Powerful chemicals in the brains and nervous systems of the lowly cockroach, as well as the swarming locust, can lay waste to antibiotic-resistant staph and dangerous forms of E. coli bacteria, fueling hope that they might be the basis of new antibiotics to replace those rendered useless against these infectious species, according to British researchers.
Simon Lee, a postgraduate researcher at the University of Nottingham's School of Veterinary Medicine and Science, has focused his work on potential antimicrobial compounds from insects. He and his colleagues found up to nine different antibacterial molecules in cockroach and locust brains and nervous system tissues that did not damage human cells, he reported Tuesday at the fall meeting of the Society for General Microbiology, Europe's largest microbiology society.
"We hope that these molecules could eventually be developed into new treatments for E. coli and methicillin-resistant staphylococcus aureus (MRSA) infections that are increasingly resistant to current drugs," Lee said. They could potentially provide alternatives to the shrinking arsenal of effective antibiotics, with their "serious and unwanted side effects."
Lee, whose research is sponsored by the university and the U.K. Ministry of Defense, describes insects as "a relatively untapped source of pharmaceutical drug-leads," on his Web page at the University of Nottingham.
Lee said it wasn't surprising that cockroaches and locusts, which typically make their homes in unsanitary and unhygienic environments, would produce their own germ killers. He said it was "logical that they would have developed ways of protecting themselves against microorganisms."

---------------

### Work instructions
(1) Using the article on antibacterial compounds from insect brains, decide whether each statement agrees with it, answering yes or no and quoting the words that settle it: (a) The antibacterial molecules came from brain and nervous system tissue of cockroaches and locusts. (b) The molecules were found to harm human cells. (c) The U.K. Ministry of Defense helps fund Lee's research.
(2) Write what comes next in the article on antibacterial compounds from insect brains, picking up after its final sentence.

Saved entries
---------------

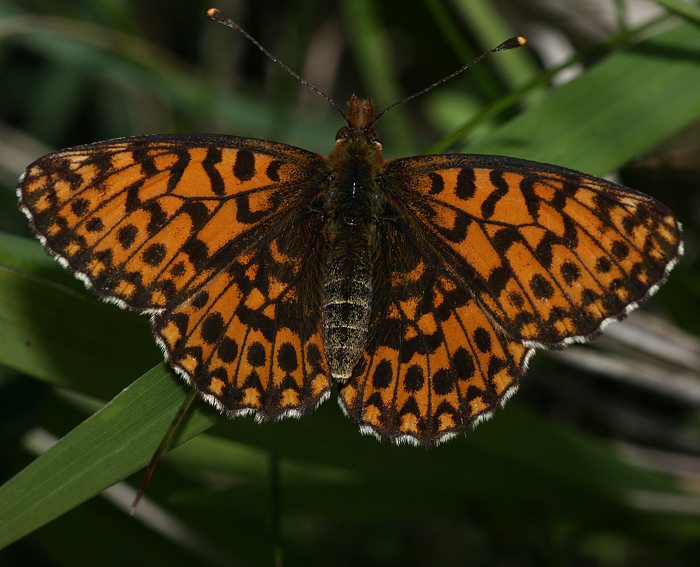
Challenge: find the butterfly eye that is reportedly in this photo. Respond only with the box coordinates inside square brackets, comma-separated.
[365, 128, 382, 146]
[335, 126, 350, 142]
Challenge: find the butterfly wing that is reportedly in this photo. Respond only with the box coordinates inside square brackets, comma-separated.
[18, 136, 330, 418]
[19, 136, 323, 311]
[152, 216, 331, 420]
[340, 223, 532, 445]
[385, 155, 682, 347]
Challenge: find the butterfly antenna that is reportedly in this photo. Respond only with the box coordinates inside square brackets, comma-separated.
[207, 8, 345, 119]
[372, 35, 527, 125]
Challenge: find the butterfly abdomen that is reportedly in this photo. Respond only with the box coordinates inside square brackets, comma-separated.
[322, 149, 381, 383]
[322, 248, 372, 383]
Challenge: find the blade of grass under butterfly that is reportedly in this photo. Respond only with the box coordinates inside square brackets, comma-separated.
[462, 24, 700, 174]
[0, 364, 217, 548]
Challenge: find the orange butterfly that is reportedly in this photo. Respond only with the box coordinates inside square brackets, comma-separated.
[18, 10, 682, 445]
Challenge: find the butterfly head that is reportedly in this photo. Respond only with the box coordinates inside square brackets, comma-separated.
[335, 95, 382, 155]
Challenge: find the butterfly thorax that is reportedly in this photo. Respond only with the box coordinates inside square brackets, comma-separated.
[322, 96, 384, 382]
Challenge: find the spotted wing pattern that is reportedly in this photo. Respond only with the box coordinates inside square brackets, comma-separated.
[386, 155, 682, 347]
[153, 220, 331, 420]
[19, 136, 323, 311]
[19, 136, 330, 419]
[340, 221, 532, 445]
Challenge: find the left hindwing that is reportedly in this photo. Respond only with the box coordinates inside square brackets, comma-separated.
[384, 155, 682, 347]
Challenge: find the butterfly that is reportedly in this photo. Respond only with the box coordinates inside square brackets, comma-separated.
[18, 16, 682, 446]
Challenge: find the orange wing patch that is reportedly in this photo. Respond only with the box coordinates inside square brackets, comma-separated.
[340, 233, 532, 445]
[386, 155, 681, 347]
[20, 136, 323, 311]
[153, 225, 331, 420]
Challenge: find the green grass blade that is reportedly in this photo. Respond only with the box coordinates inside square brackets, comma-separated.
[468, 21, 700, 174]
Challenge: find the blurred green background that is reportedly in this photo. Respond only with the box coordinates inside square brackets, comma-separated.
[0, 0, 700, 566]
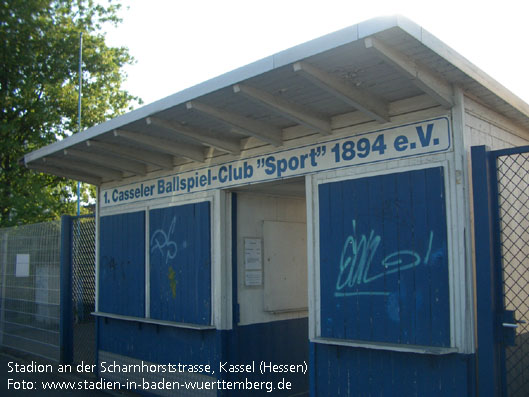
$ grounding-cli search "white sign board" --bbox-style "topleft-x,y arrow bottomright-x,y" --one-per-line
100,117 -> 451,207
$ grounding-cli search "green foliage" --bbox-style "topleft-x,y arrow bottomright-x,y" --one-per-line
0,0 -> 138,227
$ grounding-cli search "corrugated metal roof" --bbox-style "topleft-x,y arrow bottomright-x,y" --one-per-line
24,13 -> 529,184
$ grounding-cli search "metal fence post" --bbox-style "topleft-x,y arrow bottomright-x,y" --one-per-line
59,215 -> 73,364
471,146 -> 501,397
0,231 -> 8,346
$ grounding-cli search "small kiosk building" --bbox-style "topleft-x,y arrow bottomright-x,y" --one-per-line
24,17 -> 529,396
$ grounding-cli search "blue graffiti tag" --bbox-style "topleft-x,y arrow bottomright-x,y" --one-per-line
151,216 -> 178,263
334,220 -> 434,297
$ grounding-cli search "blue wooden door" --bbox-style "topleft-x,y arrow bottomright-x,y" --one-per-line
99,211 -> 145,317
149,202 -> 211,325
319,167 -> 450,347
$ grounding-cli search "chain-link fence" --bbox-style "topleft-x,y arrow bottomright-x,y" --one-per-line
72,216 -> 95,363
0,221 -> 61,361
497,153 -> 529,397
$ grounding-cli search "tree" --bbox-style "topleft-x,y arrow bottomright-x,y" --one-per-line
0,0 -> 141,227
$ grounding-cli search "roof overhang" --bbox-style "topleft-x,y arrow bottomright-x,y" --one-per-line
23,13 -> 529,185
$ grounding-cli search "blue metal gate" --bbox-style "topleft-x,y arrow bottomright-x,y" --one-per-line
472,146 -> 529,397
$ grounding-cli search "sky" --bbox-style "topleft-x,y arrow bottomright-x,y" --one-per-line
106,0 -> 529,104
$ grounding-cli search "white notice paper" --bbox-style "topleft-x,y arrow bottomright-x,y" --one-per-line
244,238 -> 263,270
244,270 -> 263,287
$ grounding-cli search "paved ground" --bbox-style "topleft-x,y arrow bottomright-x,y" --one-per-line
0,351 -> 130,397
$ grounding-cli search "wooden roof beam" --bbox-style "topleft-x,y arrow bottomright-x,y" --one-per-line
293,62 -> 389,123
64,149 -> 147,175
186,101 -> 283,146
86,140 -> 174,170
364,37 -> 454,109
145,117 -> 241,155
26,162 -> 102,186
42,157 -> 123,179
233,84 -> 332,135
114,130 -> 205,163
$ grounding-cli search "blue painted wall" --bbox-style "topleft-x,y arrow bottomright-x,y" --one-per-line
311,344 -> 475,397
225,318 -> 309,396
99,211 -> 145,317
98,319 -> 221,366
149,202 -> 211,324
319,167 -> 450,346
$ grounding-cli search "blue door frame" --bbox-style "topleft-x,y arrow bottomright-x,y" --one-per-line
471,146 -> 529,397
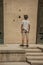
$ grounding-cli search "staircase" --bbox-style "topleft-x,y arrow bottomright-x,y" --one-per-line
25,48 -> 43,65
0,45 -> 43,65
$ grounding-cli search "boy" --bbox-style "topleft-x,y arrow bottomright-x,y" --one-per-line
20,15 -> 30,47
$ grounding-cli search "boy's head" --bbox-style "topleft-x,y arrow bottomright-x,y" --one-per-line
24,15 -> 28,20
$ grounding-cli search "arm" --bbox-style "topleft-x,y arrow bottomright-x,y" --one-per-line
21,24 -> 23,33
28,24 -> 30,32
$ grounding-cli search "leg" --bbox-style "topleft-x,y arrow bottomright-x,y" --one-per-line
22,33 -> 25,45
26,33 -> 29,47
20,32 -> 25,46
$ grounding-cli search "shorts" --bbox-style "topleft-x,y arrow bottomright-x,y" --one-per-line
23,29 -> 28,33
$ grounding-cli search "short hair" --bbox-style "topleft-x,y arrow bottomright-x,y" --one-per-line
24,15 -> 28,20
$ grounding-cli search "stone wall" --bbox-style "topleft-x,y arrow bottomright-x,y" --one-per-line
3,0 -> 38,43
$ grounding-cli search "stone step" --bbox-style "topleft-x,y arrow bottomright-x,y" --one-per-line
0,49 -> 26,62
0,62 -> 30,65
25,49 -> 42,53
26,56 -> 43,60
27,60 -> 43,65
26,53 -> 43,56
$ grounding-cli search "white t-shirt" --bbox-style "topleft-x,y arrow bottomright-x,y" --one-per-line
22,20 -> 30,31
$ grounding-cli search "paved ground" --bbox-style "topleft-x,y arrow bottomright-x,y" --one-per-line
0,44 -> 43,50
0,62 -> 30,65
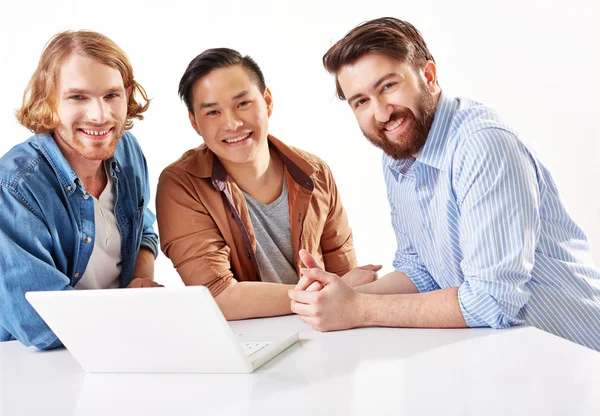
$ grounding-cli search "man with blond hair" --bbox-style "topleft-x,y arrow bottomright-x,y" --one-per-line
0,31 -> 158,349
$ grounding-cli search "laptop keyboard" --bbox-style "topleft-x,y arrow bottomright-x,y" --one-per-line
240,342 -> 271,357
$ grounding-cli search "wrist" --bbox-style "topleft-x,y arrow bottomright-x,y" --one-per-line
355,292 -> 373,327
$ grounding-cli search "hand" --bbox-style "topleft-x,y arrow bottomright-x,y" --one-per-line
288,269 -> 362,331
127,277 -> 164,288
342,264 -> 381,287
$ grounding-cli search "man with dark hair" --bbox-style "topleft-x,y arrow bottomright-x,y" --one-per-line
0,31 -> 159,349
156,48 -> 379,319
290,18 -> 600,350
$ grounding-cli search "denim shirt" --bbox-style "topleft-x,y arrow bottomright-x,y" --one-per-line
0,132 -> 158,349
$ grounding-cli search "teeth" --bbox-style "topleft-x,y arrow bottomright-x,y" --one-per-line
385,118 -> 404,131
225,133 -> 250,143
81,129 -> 110,136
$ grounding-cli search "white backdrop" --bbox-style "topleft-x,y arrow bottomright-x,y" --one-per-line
0,0 -> 600,284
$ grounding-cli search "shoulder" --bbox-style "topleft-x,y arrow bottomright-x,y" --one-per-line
0,136 -> 55,193
450,98 -> 529,167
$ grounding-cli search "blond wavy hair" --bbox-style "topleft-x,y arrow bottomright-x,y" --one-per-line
16,30 -> 150,134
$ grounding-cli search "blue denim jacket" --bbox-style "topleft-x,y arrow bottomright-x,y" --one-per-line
0,132 -> 158,349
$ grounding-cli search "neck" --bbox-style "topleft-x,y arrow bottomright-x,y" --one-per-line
221,143 -> 274,189
223,146 -> 284,204
54,134 -> 107,198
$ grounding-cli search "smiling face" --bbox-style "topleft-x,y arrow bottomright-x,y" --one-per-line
337,53 -> 439,159
53,53 -> 129,164
189,65 -> 273,164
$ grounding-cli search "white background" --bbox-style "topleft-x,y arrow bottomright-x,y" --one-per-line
0,0 -> 600,284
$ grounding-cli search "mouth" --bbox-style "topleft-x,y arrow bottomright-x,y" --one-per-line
77,127 -> 115,140
383,117 -> 404,134
222,132 -> 254,146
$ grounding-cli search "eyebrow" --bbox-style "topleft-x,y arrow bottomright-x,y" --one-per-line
348,72 -> 398,104
200,90 -> 248,109
64,87 -> 125,95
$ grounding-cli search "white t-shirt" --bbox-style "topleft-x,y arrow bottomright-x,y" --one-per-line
75,173 -> 121,289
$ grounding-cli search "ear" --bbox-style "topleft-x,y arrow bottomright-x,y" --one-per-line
263,87 -> 273,117
421,61 -> 440,94
188,112 -> 202,136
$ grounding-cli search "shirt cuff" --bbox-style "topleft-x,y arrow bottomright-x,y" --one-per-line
458,281 -> 523,329
396,267 -> 440,293
140,234 -> 158,260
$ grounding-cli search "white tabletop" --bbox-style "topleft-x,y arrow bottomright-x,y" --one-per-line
0,316 -> 600,416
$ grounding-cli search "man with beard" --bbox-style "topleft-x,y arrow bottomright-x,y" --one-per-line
0,31 -> 159,349
289,18 -> 600,350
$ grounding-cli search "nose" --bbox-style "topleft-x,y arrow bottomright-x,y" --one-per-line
223,111 -> 244,131
87,98 -> 110,124
373,99 -> 394,123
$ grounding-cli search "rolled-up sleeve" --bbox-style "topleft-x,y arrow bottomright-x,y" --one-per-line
321,164 -> 356,276
156,171 -> 235,297
454,128 -> 540,328
390,218 -> 440,292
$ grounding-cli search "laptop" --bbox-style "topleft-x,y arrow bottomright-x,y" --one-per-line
25,286 -> 298,373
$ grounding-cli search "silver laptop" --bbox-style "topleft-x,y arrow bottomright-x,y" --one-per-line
25,286 -> 298,373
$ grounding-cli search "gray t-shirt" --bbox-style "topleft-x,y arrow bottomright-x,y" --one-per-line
244,177 -> 298,284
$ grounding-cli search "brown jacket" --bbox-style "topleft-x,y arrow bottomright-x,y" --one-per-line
156,136 -> 356,296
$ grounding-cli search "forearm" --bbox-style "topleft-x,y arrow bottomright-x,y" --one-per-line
132,247 -> 154,280
215,282 -> 294,321
355,272 -> 419,295
357,287 -> 467,328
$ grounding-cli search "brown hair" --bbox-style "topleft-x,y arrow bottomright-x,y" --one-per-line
323,17 -> 435,100
179,48 -> 267,114
16,30 -> 150,134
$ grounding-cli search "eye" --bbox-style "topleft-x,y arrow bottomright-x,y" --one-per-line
381,82 -> 396,91
354,98 -> 369,108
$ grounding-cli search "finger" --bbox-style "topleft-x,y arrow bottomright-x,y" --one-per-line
300,269 -> 339,286
357,264 -> 383,272
288,289 -> 322,305
294,276 -> 314,290
290,300 -> 315,316
127,278 -> 142,288
306,281 -> 323,292
298,249 -> 322,269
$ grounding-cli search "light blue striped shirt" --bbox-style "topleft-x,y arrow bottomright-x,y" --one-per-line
383,94 -> 600,350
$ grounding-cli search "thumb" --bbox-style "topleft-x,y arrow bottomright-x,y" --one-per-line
300,269 -> 339,286
298,249 -> 323,269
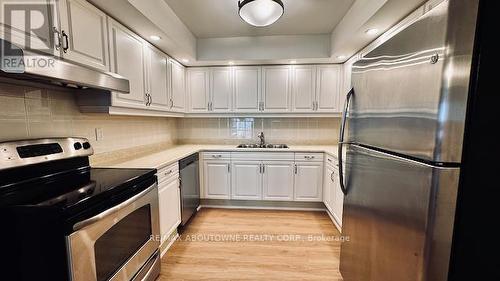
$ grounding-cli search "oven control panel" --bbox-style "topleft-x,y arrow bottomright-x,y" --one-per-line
0,138 -> 94,170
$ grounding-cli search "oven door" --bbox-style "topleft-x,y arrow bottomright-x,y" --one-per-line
66,183 -> 160,281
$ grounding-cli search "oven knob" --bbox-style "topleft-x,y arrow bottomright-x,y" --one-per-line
73,142 -> 82,150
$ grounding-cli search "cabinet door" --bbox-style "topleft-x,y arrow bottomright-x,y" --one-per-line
331,169 -> 344,227
158,177 -> 181,243
203,161 -> 231,199
316,65 -> 341,113
188,68 -> 209,112
292,65 -> 316,112
262,66 -> 290,112
210,67 -> 233,112
147,46 -> 170,110
233,66 -> 261,112
262,161 -> 294,201
231,161 -> 262,200
323,165 -> 335,210
169,59 -> 186,112
0,0 -> 61,56
108,18 -> 146,108
59,0 -> 109,71
294,162 -> 323,202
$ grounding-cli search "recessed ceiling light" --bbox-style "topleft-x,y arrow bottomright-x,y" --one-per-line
365,28 -> 378,35
149,35 -> 161,41
238,0 -> 285,27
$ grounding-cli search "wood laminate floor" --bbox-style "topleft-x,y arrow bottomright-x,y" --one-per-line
159,209 -> 342,281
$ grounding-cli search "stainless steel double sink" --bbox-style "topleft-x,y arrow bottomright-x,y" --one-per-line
236,143 -> 288,148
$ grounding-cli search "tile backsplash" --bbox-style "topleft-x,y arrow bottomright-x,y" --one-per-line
0,83 -> 340,160
0,83 -> 177,154
177,118 -> 340,145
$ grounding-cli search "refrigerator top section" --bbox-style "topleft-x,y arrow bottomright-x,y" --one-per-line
346,0 -> 477,163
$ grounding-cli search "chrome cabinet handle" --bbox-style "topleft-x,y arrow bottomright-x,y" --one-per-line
52,26 -> 61,50
61,30 -> 69,53
338,88 -> 354,195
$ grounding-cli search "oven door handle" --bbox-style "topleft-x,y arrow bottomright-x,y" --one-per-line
73,183 -> 156,231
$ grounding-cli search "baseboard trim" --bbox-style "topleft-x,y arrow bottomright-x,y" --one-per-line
325,209 -> 342,233
200,199 -> 325,211
160,229 -> 179,258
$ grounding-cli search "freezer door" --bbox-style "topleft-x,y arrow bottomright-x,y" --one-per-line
340,145 -> 460,281
346,0 -> 477,163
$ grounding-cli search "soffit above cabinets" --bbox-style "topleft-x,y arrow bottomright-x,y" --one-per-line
89,0 -> 428,66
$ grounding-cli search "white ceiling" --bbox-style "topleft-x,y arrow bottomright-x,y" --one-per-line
88,0 -> 426,66
164,0 -> 354,38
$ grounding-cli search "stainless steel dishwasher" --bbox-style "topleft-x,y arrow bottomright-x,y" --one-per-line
179,153 -> 200,226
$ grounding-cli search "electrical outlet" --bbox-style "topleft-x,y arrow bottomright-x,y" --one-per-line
95,128 -> 104,141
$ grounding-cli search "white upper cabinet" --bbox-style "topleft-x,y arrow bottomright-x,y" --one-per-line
209,67 -> 234,112
231,161 -> 262,200
203,160 -> 231,199
292,65 -> 316,112
262,161 -> 294,201
187,68 -> 210,113
233,66 -> 262,112
108,18 -> 147,109
168,59 -> 186,112
316,65 -> 342,112
294,162 -> 323,202
146,45 -> 170,110
58,0 -> 110,71
0,0 -> 61,56
262,65 -> 291,112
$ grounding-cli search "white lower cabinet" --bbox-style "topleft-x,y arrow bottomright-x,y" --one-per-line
231,161 -> 262,200
323,156 -> 344,227
294,162 -> 323,202
323,165 -> 336,213
203,160 -> 231,199
332,170 -> 344,227
158,177 -> 181,244
262,161 -> 294,201
201,152 -> 324,202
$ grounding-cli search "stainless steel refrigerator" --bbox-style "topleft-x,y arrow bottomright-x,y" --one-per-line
339,0 -> 479,281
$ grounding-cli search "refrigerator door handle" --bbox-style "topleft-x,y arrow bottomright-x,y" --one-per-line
338,88 -> 354,195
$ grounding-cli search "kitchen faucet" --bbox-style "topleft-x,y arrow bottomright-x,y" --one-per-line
257,132 -> 266,146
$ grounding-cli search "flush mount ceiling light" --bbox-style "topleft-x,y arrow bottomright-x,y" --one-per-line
149,35 -> 161,41
238,0 -> 285,27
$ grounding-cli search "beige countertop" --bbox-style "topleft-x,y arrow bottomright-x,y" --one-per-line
92,144 -> 337,169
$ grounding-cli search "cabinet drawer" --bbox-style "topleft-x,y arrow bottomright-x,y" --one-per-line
156,162 -> 179,183
325,154 -> 339,166
202,152 -> 231,160
295,153 -> 323,162
231,152 -> 294,161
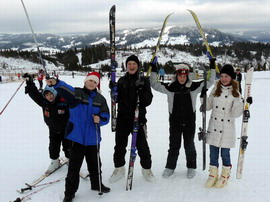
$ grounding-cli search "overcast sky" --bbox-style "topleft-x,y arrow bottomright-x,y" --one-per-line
0,0 -> 270,34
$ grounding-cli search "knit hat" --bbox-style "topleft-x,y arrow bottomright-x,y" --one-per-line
220,64 -> 235,79
175,63 -> 189,75
42,85 -> 57,98
126,55 -> 140,67
84,72 -> 100,89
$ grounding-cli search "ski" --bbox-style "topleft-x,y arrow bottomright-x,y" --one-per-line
10,177 -> 63,202
126,97 -> 139,190
146,13 -> 173,77
187,9 -> 219,73
236,68 -> 254,179
17,157 -> 68,193
126,13 -> 173,190
109,5 -> 118,132
198,66 -> 207,170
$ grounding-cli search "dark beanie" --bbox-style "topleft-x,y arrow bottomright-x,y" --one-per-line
220,64 -> 235,79
126,55 -> 140,67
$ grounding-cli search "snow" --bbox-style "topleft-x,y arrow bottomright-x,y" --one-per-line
0,68 -> 270,202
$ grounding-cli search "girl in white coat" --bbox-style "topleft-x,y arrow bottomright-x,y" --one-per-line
205,65 -> 243,188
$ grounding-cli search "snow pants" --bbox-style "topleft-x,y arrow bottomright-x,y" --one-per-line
165,122 -> 197,170
49,129 -> 70,160
65,142 -> 101,196
209,145 -> 231,168
113,118 -> 152,169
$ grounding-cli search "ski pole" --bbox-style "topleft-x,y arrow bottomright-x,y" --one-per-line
19,179 -> 60,194
0,80 -> 24,115
95,123 -> 103,196
21,0 -> 49,77
13,184 -> 50,202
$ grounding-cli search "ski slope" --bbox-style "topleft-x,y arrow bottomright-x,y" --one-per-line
0,71 -> 270,202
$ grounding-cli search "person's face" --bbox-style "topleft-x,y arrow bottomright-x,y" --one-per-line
177,74 -> 187,84
84,80 -> 97,90
127,61 -> 139,74
220,73 -> 232,86
45,91 -> 55,102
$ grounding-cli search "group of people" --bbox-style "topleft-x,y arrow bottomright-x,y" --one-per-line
24,55 -> 252,202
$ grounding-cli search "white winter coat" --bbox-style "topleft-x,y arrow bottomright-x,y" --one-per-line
206,81 -> 243,148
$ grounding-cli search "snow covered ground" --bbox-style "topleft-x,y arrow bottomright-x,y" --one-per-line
0,72 -> 270,202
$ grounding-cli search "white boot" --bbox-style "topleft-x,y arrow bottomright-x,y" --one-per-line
204,165 -> 218,188
142,168 -> 156,182
162,168 -> 174,178
45,159 -> 60,174
187,168 -> 196,179
109,166 -> 125,183
215,166 -> 231,188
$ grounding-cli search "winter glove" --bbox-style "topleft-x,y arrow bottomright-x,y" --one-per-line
46,77 -> 58,87
109,81 -> 118,102
135,76 -> 147,91
246,97 -> 253,105
109,81 -> 117,89
200,87 -> 208,98
205,51 -> 213,60
150,56 -> 157,73
23,73 -> 33,85
210,58 -> 216,69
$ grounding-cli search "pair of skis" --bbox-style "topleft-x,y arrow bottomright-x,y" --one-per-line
109,5 -> 172,190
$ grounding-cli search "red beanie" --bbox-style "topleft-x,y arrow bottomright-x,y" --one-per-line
84,72 -> 100,89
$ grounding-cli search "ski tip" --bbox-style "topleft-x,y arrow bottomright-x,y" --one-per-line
111,5 -> 115,11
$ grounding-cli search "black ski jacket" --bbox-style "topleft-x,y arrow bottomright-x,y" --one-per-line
117,73 -> 153,124
25,83 -> 69,133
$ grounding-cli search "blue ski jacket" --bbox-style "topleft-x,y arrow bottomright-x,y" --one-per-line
53,80 -> 110,146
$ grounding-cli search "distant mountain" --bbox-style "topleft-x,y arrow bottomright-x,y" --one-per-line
234,31 -> 270,43
0,26 -> 270,52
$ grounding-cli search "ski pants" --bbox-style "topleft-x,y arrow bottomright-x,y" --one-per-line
209,145 -> 231,168
165,122 -> 197,170
113,119 -> 152,169
65,142 -> 101,196
49,129 -> 70,160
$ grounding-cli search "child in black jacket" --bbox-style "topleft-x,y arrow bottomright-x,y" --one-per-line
23,73 -> 69,174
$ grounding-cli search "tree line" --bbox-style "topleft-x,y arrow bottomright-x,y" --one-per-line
0,42 -> 270,73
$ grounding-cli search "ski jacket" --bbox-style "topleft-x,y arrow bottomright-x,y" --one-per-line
206,82 -> 243,148
117,73 -> 153,124
150,69 -> 216,124
25,82 -> 69,133
158,68 -> 165,76
38,73 -> 44,81
53,80 -> 110,146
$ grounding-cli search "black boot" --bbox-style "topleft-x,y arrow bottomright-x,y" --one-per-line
63,194 -> 75,202
91,184 -> 111,193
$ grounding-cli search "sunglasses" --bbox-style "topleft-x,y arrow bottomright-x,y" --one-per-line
176,69 -> 189,75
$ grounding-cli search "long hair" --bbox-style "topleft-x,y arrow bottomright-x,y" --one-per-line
213,79 -> 240,97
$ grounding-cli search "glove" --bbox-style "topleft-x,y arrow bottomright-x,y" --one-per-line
23,73 -> 33,85
109,81 -> 117,89
150,56 -> 157,73
135,77 -> 145,91
246,97 -> 253,105
210,58 -> 216,69
200,87 -> 208,98
205,51 -> 213,60
46,78 -> 59,87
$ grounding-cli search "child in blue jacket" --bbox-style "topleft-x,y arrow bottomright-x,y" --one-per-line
47,72 -> 110,202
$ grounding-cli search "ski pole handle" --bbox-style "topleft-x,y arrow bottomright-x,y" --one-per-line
21,186 -> 32,193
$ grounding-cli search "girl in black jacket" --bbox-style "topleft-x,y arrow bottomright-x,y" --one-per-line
109,55 -> 154,183
23,73 -> 69,174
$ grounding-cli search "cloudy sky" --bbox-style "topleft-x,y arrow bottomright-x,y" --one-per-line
0,0 -> 270,34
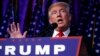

---------------

### Exercise answers
(1)
(a) Yes: "found up to nine different antibacterial molecules in cockroach and locust brains and nervous system tissues"
(b) No: "did not damage human cells"
(c) Yes: "sponsored by the university and the U.K. Ministry of Defense"

(2)
Lee's academic supervisor, Naveed Khan, an associate professor of molecular biology at Nottingham, noted that microbes such as MRSA "have developed resistance against the chemotherapeutic artillery that we throw at them. They have shown the ability to cause untreatable infections and have become a major threat in our fight against bacterial diseases."
Khan, Lee and the rest of the research team have been testing the strength of germ killers isolated from locusts and cockroaches against other emerging superbugs, including Acinetobacter, Pseudomonas and Burkholderia, which are growing increasingly unresponsive to current antibiotics.
"Already there are infections that are untreatable due to resistance, and nothing in the pipeline that offers much hope," said Dr. Connie Price, chief of infectious diseases for the Denver Health & Hospital Authority, who was not involved in the study. She said scientists have looked for promising compounds in the skin of frogs and sharks and in other plants. They've been investigating compounds that interfere with the ability of bacteria to communicate with each other, and are exploring out-of-the-box approaches to interfering with bacterial growth.